*** Opening of Source records ***

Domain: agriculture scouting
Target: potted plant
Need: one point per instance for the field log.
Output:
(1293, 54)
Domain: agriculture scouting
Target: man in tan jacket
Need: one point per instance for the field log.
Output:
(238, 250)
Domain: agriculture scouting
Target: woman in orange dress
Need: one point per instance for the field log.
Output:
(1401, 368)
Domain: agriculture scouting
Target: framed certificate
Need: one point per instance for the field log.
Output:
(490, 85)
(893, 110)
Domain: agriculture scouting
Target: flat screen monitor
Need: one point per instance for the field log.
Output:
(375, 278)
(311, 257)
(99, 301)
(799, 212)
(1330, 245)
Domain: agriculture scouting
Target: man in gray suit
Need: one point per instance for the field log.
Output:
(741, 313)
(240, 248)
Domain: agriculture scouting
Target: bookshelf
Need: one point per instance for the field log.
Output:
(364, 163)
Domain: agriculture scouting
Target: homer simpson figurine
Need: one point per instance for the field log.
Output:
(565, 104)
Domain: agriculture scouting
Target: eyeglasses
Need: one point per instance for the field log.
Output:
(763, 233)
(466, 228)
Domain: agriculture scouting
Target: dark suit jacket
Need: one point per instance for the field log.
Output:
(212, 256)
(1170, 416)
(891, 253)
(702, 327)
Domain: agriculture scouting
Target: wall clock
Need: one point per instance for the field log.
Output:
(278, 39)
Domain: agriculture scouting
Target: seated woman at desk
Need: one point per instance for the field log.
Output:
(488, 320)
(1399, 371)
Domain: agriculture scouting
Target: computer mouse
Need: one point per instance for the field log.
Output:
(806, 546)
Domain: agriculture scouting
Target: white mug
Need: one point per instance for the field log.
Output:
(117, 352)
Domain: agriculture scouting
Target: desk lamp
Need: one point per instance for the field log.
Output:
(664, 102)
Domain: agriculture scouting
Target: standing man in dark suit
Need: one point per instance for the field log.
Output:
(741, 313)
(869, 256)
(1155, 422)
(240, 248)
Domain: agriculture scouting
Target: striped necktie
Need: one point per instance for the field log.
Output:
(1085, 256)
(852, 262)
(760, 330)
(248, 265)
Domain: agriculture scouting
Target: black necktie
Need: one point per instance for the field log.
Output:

*** Close of Source records ***

▸ **Work order**
Search the preceding listing for the word "desk" and pull out every line that holds it.

▸ **Response to the task**
Target: seated woman at desk
Target: desk lamp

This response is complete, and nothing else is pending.